[Collected data entries]
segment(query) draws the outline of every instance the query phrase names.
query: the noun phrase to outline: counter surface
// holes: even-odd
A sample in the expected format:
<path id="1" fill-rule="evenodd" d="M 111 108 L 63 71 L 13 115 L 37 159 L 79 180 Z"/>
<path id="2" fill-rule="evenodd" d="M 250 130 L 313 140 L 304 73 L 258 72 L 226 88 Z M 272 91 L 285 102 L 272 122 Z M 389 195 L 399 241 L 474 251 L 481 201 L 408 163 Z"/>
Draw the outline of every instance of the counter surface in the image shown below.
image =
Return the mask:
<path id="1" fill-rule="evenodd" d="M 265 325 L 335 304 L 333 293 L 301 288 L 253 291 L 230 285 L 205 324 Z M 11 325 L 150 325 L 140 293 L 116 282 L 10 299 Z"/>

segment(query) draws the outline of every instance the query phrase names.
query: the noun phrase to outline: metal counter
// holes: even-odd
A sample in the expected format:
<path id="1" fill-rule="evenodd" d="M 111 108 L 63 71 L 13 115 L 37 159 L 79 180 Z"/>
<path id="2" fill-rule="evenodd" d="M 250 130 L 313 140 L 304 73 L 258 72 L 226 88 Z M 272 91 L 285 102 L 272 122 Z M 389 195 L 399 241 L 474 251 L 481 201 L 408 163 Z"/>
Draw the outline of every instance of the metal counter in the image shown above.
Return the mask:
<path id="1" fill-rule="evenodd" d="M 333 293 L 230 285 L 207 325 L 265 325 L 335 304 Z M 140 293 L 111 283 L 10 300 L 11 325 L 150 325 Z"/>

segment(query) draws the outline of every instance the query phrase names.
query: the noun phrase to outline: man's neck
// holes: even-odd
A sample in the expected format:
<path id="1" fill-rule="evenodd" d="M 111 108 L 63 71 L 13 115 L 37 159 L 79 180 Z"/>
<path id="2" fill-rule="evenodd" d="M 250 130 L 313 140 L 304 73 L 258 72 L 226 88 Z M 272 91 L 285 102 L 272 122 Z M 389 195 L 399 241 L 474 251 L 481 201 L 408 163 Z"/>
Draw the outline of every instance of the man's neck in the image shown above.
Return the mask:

## [What is asked]
Can you rewrite all of the records above, requests included, scaling every coordinate in the answers by 0.6 and rounding each result to a whole number (halves up)?

## [The response]
segment(query) draws the outline of every instance the query phrase names.
query: the noun phrase to outline: counter surface
// holes: even-odd
A sample in the expected format:
<path id="1" fill-rule="evenodd" d="M 111 108 L 63 71 L 13 115 L 37 159 L 79 180 Z"/>
<path id="2" fill-rule="evenodd" d="M 250 130 L 313 140 L 304 73 L 258 72 L 226 88 Z M 272 91 L 285 102 L 272 122 Z M 389 195 L 399 241 L 474 251 L 481 201 L 408 163 Z"/>
Draw the outline of every instance of the counter surface in the image shown below.
image =
Return the mask:
<path id="1" fill-rule="evenodd" d="M 159 195 L 201 182 L 200 176 L 181 173 L 152 175 L 138 171 L 123 194 Z M 7 195 L 90 195 L 84 176 L 70 169 L 6 179 Z"/>

segment(query) draws the outline of every instance the query phrase names.
query: the noun phrase to outline: metal counter
// holes: even-odd
A sample in the expected format:
<path id="1" fill-rule="evenodd" d="M 111 108 L 63 71 L 13 115 L 37 159 L 79 180 Z"/>
<path id="2" fill-rule="evenodd" d="M 250 130 L 313 140 L 304 73 L 258 72 L 226 88 Z M 272 91 L 285 102 L 272 122 Z M 389 195 L 399 241 L 474 251 L 481 201 L 408 163 Z"/>
Draw the outline of every instance of the metal counter in the image shown above.
Return the mask:
<path id="1" fill-rule="evenodd" d="M 200 176 L 138 171 L 124 195 L 159 195 L 201 182 Z M 84 176 L 67 170 L 6 180 L 7 195 L 90 195 Z"/>

segment(query) draws the outline of every instance the query phrase names.
query: the noun phrase to outline: man's neck
// holes: even-odd
A sample in the expected format:
<path id="1" fill-rule="evenodd" d="M 111 108 L 63 71 L 13 115 L 37 159 L 79 180 Z"/>
<path id="2" fill-rule="evenodd" d="M 250 130 L 313 140 L 304 73 L 258 72 L 226 88 Z M 272 91 L 285 102 L 272 122 Z M 389 195 L 399 241 L 474 251 L 481 201 L 408 163 Z"/>
Draw the outline of every instance of the man's neck in the image shown above.
Return the mask:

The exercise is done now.